The change in Iguodala's game has been striking. Given all of the changes that have taken place around when Iguodala turned the corner it is hard to know what is a cause versus just a correlation.

Of note, Iguodala had a few good games right before Brand's injury (but after he was moved to SF.) Also, Iguodala got off to a slow start last year too, although he came out of his funk quicker.

Iguodala could not practice normally this summer out of fear of injury while a FA. This also helps explain a large part of his slow start.

Either way, it will be interesting to see if Iguodala can keep playing at such a high level as Brand gets worked back into the schemes. Long term I'm still hopeful that Iguodala/Young can turn into a great SG/SF combo. But it might take a better shooting PG and more progress with Thad's handle before they are ready to deliver on that promise.

He really started to turn the corner right around Dec. 1st, since then he's been extremely consistent, regardless of position.

If he can get back to his career average from three, which he should be able to do, and keep the rest of his game at this level this team will be fine no matter who's on the floor.

I'm not sure what DiLeo is going to do w/ the lineup when Brand comes back, but I firmly believe that Brand will be working into this type of game, rather than trying to fit the rest of the team into Brand's supposed type of game (low post, half court, etc) when he returns.

The key question (to which we really don't know the answer) is what caused this change, was it inevitable, or is it position/player dependent?

++++++

REQUIREMENT: In the passage on Iguodala's game, rewrite the part from "If he can get" to "on the floor.", swapping "career average" for "season average".

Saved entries
++++++

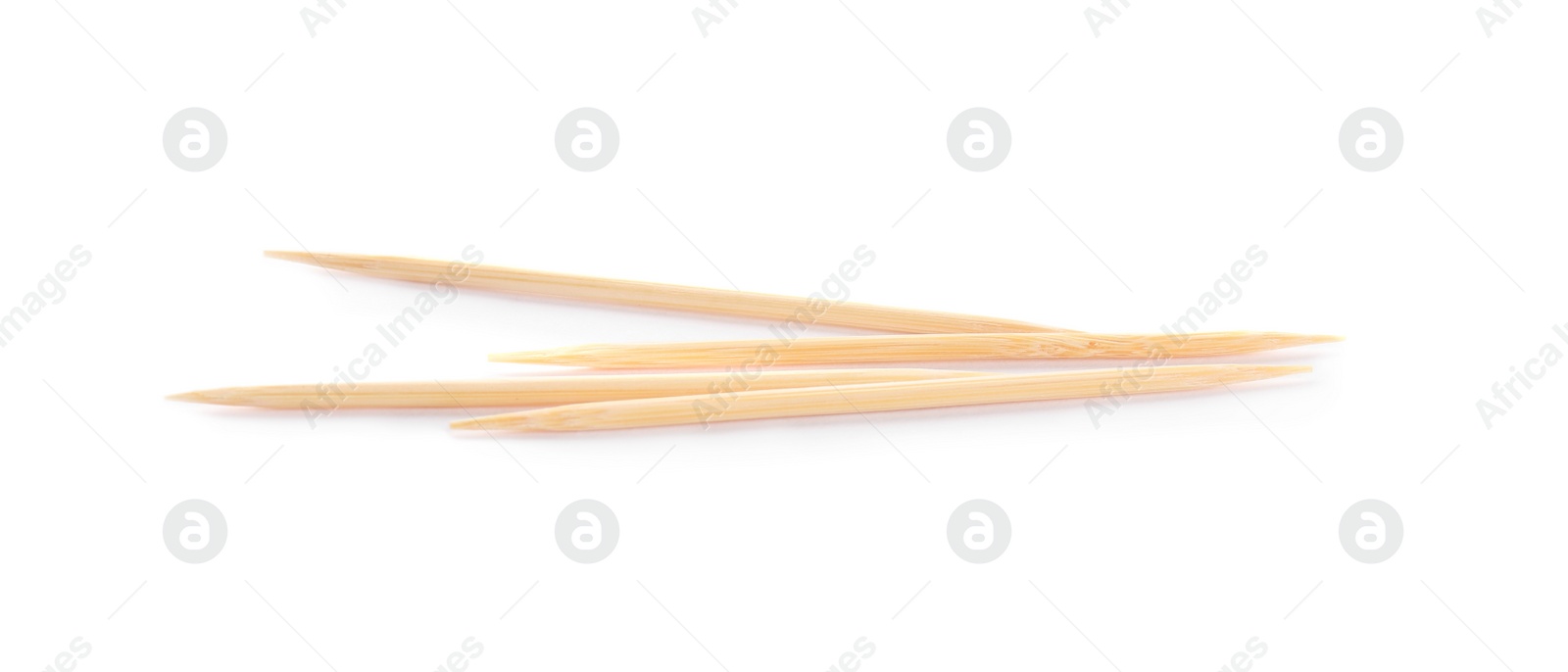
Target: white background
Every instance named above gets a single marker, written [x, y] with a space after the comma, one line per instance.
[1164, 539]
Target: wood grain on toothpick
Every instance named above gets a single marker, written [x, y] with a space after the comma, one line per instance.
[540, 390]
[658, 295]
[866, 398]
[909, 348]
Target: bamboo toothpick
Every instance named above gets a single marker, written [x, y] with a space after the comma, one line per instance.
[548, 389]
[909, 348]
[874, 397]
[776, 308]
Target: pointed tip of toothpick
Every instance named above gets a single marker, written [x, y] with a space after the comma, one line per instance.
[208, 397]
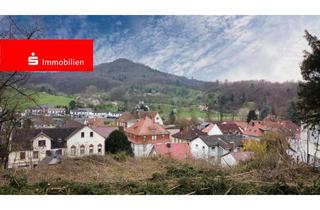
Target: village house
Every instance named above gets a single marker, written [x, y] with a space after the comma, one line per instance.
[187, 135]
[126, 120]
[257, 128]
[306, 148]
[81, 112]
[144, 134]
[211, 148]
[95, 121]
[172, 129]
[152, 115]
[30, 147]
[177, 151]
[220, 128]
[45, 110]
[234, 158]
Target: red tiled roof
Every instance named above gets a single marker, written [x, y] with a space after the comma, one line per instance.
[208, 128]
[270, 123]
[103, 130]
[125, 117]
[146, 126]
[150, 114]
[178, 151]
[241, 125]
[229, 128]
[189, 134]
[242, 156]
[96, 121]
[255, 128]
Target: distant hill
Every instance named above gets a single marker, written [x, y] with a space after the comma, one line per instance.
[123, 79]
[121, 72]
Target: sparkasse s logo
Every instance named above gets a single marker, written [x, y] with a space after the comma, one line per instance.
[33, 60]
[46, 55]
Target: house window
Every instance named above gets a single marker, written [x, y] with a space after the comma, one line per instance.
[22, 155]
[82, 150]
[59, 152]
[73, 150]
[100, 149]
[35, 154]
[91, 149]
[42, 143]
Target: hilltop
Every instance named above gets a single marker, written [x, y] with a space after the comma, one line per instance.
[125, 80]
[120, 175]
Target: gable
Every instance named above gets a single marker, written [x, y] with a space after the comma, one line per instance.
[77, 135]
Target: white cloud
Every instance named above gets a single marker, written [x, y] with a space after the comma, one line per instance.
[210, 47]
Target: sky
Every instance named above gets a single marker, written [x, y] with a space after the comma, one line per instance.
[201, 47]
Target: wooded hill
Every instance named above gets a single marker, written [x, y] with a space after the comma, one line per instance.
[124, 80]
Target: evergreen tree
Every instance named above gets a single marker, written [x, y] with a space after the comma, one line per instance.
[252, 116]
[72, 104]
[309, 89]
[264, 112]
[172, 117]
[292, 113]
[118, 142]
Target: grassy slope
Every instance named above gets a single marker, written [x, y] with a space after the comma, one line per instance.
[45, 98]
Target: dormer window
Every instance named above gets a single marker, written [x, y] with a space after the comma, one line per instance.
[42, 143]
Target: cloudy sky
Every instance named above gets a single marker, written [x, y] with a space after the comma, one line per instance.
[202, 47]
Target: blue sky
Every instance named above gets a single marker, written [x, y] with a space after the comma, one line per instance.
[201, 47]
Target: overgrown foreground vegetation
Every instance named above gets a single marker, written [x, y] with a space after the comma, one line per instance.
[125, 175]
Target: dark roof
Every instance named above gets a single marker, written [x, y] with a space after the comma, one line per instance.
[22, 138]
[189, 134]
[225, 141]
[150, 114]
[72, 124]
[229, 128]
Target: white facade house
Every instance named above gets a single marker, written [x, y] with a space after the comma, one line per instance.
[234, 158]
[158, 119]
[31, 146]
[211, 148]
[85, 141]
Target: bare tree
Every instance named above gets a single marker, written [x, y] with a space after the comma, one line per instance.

++++++

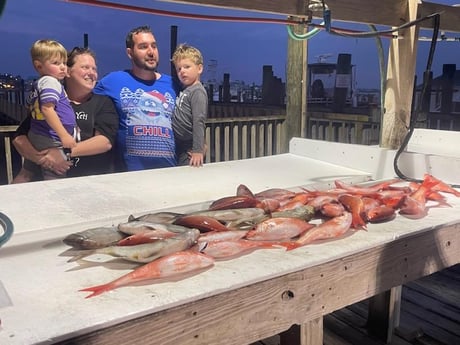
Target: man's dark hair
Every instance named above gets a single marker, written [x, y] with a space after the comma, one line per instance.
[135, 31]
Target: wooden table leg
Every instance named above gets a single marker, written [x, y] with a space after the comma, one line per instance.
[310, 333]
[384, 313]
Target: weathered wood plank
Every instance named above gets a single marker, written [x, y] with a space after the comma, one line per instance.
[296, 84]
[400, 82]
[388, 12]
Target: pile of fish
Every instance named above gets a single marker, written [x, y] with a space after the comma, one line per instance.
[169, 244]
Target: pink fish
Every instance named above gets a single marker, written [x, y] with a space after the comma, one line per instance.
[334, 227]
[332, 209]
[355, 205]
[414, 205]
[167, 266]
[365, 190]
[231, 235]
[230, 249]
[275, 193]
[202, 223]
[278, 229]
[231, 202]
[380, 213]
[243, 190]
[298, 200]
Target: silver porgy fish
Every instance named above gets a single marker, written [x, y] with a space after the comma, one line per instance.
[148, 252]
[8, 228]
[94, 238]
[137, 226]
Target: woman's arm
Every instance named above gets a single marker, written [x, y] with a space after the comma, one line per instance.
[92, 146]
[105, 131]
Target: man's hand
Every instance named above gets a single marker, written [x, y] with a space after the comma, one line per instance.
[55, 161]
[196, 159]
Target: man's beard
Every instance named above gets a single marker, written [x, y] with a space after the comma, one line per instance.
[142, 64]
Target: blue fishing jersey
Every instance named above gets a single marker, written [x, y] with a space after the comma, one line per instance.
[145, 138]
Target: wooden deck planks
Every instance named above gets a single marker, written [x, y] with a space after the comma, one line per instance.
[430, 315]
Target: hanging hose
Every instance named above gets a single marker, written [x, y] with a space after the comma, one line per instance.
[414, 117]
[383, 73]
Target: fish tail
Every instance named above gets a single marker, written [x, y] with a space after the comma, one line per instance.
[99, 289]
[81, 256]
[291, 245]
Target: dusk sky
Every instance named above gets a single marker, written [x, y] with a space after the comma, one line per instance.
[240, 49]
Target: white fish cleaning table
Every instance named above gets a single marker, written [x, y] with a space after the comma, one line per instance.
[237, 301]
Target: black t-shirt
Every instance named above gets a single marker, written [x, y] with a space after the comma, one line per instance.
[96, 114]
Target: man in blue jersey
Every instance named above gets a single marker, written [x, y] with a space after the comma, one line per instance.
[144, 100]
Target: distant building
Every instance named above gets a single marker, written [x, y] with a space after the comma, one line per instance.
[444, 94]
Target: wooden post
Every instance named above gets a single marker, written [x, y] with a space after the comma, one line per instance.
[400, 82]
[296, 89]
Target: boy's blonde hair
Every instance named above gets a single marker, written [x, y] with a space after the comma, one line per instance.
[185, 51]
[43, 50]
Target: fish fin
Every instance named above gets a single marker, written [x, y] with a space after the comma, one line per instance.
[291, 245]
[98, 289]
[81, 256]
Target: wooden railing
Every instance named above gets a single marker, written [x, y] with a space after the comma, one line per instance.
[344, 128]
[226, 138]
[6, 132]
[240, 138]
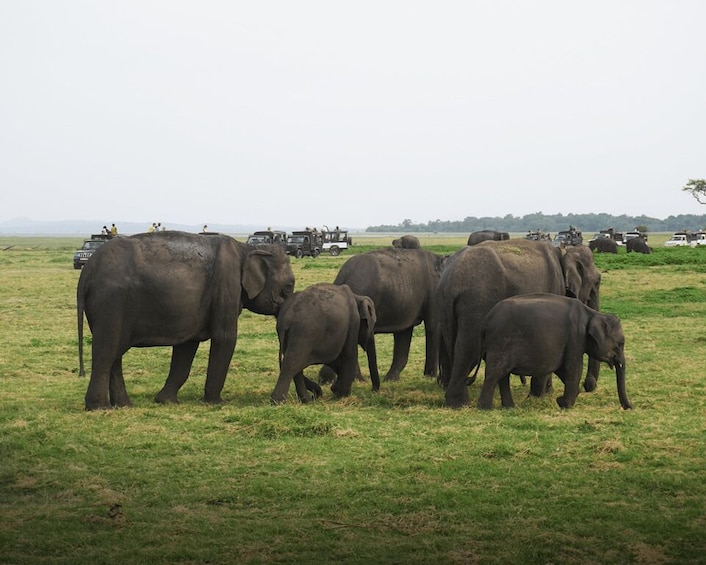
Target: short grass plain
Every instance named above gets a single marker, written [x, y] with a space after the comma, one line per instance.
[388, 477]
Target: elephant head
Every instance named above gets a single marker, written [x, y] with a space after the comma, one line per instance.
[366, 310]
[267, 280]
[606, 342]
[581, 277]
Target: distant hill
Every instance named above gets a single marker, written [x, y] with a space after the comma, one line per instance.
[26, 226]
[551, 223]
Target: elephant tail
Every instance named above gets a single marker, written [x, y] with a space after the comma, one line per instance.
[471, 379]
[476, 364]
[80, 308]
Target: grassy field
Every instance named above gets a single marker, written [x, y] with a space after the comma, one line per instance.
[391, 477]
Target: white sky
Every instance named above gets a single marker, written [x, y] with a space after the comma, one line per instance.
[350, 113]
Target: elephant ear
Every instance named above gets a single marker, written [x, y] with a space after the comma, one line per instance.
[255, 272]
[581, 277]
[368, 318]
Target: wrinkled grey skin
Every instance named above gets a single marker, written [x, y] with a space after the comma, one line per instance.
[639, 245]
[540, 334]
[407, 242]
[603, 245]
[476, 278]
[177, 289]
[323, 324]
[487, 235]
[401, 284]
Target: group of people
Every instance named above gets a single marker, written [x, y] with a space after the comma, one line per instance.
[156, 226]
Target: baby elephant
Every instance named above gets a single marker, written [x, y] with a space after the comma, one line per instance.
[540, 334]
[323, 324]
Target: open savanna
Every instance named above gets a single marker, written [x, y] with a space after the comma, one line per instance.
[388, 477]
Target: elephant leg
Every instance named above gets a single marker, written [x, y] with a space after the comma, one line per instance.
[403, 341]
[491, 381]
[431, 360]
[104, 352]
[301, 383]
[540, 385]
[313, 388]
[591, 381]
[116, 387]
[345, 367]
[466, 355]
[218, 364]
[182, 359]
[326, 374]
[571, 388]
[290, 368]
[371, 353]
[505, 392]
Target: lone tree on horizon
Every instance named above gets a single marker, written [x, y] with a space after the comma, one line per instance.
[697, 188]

++++++

SOLUTION TO THE EXERCISE:
If he can get back to his season average from three, which he should be able to do, and keep the rest of his game at this level this team will be fine no matter who's on the floor.